• **Written task**: Continue the passage about coastal dead zones and pollution research from the point where it stops.

• **Text to read**:

One of the clearest calls to action I have read in recent years was a paper co-authored by Swedish scientist Rutger Rosenberg and Bob Diaz, a Virginian.
Diaz operates from the Virginia Institute of Marine Science at the marshy mouth of the York River. Rosenberg's institution, the Kristineberg Marine Research Station, overlooks glittering blue fjords on Sweden's rocky west coast.
Both have experienced their respective home waters suffering similar sources of pollution. They documented more than 50 coastal water bodies now suffering "dead zones" of oxygenless water around the globe.
Nowhere, they report, have we brought one back.
If we faithfully prosecute the science, the facts will make it much less likely that we will let our environment slip away. Smithsonian research on forests as filters of polluted runoff has led to planting thousands of miles of bay tributaries with trees.

Coordinate annotation lines

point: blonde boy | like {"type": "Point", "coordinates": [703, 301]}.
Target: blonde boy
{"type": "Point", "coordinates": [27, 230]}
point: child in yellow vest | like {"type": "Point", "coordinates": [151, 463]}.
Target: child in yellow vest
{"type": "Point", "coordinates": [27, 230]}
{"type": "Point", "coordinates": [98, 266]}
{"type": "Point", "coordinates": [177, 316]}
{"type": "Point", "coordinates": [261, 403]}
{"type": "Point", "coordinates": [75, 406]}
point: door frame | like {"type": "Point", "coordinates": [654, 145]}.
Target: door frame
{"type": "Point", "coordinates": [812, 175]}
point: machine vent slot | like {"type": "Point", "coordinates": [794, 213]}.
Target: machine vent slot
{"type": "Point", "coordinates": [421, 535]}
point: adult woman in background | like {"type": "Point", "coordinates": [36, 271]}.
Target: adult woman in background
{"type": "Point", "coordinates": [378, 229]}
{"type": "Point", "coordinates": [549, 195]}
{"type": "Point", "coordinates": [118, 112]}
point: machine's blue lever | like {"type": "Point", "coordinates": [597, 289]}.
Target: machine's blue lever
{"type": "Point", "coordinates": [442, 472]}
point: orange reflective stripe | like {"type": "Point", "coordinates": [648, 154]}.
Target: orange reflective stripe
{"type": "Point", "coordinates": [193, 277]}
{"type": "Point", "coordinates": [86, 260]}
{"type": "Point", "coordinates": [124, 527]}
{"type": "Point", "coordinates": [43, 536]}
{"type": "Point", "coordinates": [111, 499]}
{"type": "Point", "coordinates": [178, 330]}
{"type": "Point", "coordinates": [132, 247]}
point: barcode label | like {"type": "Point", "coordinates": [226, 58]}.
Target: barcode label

• **Result of this exercise**:
Maybe unique about the Smithsonian's facility is its immense value of just being.
It covers nearly 2,900 acres and 13 miles of bay shoreline, almost all undeveloped and protected. This links with 12,000 more acres that are privately preserved.
I arrived early for media day and paddled the shoreline by kayak. That experience will stick with me after I've forgotten the science presentations.
A century from now those forests will be coming into their full birthright as old growth, an astounding island of green life, remarkable as any scientific Eureka.